* _RECORDS SUPPLIED_
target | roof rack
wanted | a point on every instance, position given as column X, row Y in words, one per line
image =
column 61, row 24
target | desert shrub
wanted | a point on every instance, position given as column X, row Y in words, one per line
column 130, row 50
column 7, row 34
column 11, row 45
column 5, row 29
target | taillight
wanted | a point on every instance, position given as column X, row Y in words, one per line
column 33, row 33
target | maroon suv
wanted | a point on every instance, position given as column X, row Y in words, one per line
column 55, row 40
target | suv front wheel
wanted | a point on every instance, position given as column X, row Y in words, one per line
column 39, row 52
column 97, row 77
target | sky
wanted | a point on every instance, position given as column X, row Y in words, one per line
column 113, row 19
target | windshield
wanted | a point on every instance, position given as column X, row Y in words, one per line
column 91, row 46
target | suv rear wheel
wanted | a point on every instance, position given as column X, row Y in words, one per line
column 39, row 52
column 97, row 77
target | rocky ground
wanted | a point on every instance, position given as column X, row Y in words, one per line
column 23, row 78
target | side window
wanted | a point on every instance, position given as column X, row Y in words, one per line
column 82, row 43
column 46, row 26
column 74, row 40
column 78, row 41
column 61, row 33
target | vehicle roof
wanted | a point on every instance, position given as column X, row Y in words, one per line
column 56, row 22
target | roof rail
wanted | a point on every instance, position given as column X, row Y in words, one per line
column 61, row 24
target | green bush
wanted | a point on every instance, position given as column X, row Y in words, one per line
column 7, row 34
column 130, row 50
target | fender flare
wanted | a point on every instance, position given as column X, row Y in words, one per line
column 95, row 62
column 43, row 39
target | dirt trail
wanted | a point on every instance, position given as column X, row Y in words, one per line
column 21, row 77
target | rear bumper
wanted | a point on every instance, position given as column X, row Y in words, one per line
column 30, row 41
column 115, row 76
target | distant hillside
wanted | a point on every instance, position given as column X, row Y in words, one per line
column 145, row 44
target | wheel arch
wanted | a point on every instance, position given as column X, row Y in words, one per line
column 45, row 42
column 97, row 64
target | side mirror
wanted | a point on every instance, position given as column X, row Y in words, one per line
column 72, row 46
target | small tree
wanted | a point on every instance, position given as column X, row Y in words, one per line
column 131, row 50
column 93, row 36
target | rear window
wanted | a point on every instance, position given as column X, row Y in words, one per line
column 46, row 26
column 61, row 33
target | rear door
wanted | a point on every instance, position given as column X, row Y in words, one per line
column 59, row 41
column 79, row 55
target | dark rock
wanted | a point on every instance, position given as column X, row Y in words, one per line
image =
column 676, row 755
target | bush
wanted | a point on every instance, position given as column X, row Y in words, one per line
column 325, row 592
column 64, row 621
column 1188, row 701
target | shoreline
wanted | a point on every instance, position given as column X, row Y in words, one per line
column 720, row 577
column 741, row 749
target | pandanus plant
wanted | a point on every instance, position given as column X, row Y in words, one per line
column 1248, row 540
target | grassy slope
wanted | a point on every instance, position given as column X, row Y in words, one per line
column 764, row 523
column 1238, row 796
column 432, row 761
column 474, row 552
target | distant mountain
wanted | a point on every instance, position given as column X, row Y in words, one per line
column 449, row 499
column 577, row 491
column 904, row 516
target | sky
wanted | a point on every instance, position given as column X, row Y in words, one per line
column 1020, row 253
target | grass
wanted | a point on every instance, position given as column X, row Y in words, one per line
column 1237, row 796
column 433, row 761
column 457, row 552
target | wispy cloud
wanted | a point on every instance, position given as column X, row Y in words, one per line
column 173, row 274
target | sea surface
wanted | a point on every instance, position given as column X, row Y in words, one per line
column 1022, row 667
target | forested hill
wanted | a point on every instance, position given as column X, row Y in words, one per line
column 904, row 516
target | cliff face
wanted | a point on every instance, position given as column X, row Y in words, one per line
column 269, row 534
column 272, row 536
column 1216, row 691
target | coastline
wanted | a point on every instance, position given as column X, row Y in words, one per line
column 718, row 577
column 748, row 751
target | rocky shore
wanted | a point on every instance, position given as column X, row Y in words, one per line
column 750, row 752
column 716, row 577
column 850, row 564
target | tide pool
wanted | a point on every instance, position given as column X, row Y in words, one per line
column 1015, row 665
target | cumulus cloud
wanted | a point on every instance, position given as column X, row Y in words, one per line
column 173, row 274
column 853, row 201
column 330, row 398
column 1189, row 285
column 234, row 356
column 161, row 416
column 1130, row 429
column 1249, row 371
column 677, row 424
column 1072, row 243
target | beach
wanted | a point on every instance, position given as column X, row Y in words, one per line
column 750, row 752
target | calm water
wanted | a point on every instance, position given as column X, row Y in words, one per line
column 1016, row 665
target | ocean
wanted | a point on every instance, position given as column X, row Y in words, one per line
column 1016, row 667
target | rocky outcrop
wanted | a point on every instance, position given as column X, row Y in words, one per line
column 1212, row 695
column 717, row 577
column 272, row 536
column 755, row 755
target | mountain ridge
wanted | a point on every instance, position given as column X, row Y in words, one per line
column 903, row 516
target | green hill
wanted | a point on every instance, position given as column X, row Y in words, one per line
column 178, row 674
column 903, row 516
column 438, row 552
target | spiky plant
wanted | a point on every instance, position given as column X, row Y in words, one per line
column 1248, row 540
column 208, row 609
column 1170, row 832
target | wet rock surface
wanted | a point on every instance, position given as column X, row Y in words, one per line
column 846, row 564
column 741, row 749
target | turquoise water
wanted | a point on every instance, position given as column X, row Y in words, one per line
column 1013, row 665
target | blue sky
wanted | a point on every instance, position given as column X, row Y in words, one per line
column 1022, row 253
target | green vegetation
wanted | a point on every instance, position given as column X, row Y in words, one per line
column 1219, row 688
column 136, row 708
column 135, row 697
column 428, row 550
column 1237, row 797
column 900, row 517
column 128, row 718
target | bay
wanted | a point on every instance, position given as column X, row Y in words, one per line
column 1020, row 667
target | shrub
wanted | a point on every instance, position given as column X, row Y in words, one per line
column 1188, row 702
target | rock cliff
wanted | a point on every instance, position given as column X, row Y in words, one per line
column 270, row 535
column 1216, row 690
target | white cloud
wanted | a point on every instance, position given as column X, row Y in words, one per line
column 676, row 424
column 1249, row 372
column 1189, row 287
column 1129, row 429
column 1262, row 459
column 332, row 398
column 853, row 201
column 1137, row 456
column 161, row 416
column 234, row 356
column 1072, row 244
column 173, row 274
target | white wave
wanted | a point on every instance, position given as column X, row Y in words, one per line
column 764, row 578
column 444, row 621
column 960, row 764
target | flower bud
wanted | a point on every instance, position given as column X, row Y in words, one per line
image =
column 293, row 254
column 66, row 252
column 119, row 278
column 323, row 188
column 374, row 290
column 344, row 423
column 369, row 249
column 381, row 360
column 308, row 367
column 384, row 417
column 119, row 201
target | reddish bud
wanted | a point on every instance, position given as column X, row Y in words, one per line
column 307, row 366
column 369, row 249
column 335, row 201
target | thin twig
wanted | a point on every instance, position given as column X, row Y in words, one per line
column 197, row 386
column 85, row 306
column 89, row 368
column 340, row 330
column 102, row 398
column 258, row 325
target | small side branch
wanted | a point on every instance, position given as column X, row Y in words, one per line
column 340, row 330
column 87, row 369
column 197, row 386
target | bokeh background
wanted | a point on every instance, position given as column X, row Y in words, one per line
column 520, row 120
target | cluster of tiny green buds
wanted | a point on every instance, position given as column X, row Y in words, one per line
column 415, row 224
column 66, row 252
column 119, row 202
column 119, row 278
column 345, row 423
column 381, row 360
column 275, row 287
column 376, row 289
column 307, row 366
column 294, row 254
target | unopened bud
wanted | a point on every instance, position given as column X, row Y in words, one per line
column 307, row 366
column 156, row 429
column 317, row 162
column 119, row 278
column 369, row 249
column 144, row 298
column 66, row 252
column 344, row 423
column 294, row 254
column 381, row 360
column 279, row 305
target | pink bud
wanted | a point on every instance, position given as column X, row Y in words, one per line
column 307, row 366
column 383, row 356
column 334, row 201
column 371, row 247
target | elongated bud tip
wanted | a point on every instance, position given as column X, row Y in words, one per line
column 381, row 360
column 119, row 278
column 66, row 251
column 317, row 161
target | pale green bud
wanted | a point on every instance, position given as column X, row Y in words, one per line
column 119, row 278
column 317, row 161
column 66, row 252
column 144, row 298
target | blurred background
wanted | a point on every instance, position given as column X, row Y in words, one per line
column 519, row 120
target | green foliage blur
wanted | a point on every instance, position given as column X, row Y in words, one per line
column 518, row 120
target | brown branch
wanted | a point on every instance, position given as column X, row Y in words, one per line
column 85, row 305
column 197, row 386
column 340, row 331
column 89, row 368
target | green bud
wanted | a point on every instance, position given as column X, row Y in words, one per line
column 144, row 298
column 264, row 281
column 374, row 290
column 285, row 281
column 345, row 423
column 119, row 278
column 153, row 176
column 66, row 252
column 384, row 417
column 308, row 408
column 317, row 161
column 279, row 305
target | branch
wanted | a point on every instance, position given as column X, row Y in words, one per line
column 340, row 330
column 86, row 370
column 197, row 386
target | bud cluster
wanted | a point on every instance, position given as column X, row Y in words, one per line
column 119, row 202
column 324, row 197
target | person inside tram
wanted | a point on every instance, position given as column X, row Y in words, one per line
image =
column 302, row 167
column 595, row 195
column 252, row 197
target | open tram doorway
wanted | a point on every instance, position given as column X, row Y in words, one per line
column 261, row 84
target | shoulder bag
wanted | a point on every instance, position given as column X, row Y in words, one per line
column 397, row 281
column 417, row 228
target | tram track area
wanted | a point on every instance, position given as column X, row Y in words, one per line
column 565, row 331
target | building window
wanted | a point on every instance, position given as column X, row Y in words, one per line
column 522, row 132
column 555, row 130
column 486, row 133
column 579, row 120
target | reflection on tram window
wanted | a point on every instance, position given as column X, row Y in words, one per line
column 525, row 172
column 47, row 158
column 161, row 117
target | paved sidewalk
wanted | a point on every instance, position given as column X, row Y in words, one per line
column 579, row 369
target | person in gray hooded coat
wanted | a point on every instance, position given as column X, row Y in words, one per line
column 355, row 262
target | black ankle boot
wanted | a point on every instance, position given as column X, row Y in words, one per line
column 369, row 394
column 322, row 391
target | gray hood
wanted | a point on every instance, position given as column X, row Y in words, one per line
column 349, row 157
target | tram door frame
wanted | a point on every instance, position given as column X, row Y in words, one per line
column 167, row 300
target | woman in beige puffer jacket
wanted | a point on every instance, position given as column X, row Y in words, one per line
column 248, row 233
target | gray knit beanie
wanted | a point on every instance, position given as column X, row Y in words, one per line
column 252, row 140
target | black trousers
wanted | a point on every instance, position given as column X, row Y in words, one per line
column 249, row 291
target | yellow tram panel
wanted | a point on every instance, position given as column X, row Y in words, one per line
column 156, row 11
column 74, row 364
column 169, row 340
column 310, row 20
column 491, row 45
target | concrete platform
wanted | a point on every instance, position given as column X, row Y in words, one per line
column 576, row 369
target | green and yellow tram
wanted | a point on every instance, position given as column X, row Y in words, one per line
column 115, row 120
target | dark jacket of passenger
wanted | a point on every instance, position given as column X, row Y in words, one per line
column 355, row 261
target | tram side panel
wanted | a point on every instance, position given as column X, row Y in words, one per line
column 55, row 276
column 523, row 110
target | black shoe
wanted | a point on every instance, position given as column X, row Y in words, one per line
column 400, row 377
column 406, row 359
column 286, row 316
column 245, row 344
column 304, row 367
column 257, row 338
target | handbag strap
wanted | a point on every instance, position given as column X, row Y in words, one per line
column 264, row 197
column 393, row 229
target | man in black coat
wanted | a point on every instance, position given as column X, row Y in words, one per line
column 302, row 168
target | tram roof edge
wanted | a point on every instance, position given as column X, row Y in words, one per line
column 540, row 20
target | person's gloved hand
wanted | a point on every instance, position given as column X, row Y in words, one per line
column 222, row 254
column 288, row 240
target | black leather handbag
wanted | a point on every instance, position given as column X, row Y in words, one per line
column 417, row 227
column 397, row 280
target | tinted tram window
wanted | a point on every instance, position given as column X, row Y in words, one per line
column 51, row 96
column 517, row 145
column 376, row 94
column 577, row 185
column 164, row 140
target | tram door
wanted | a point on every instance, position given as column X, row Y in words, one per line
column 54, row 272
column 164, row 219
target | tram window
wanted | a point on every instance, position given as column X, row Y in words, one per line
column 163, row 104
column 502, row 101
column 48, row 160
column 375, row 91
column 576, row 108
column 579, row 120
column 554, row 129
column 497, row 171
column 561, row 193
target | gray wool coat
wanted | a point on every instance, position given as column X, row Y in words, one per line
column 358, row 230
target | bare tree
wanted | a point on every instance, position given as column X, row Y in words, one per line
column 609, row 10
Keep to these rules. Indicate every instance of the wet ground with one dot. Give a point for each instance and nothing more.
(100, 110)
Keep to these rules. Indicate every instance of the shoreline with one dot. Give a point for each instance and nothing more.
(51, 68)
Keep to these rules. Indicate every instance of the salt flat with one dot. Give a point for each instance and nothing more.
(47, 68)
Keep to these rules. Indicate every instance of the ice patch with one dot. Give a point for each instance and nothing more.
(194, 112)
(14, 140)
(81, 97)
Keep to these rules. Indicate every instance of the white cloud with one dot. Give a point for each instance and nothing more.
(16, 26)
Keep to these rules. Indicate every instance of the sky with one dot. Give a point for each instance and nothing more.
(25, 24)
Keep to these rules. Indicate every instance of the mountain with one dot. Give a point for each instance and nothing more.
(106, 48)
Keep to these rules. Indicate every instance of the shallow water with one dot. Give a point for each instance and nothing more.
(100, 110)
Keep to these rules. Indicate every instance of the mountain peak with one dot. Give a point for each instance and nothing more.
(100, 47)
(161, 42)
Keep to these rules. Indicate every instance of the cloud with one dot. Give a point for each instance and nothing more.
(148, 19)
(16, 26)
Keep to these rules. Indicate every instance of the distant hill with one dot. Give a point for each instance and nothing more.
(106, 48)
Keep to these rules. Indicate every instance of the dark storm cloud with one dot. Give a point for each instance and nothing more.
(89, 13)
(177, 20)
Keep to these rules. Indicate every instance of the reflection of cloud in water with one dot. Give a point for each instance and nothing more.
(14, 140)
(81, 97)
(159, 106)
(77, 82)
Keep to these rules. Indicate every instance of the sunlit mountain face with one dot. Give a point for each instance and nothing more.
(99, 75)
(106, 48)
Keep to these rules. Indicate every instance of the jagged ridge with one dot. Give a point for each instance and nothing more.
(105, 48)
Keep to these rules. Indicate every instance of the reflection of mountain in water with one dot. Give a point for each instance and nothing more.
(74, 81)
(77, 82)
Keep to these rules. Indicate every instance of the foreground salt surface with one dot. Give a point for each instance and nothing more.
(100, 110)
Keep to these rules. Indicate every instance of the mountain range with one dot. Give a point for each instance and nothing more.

* _DIRECTIVE_
Look above for the line containing "reflection of cloud", then transcribe it and all lines after it through the last, exactly and with nothing else.

* _TASK RESULT_
Keep to these rules. Indicate every instance of the reflection of cloud in water with one dot. Give a point for each instance and nothing more.
(14, 140)
(81, 97)
(159, 106)
(77, 82)
Keep to these rules. Indicate every instance of the sunlit mountain face with one dot. Give a point for each instance and nothing more.
(99, 75)
(106, 48)
Keep to these rules. Indicate every instance of the jagged ridge with one dot. Give a point for each instance and nothing more.
(105, 48)
Keep to these rules. Indicate every instance of the reflection of mountain in water with one dot. Give a point for each instance and nothing more.
(74, 81)
(77, 82)
Keep to these rules. Indicate every instance of the foreground salt surface with one dot. Give a point for each instance and nothing more.
(100, 110)
Keep to these rules. Indicate every instance of the mountain range with one dot. Give a point for each instance and nothing more.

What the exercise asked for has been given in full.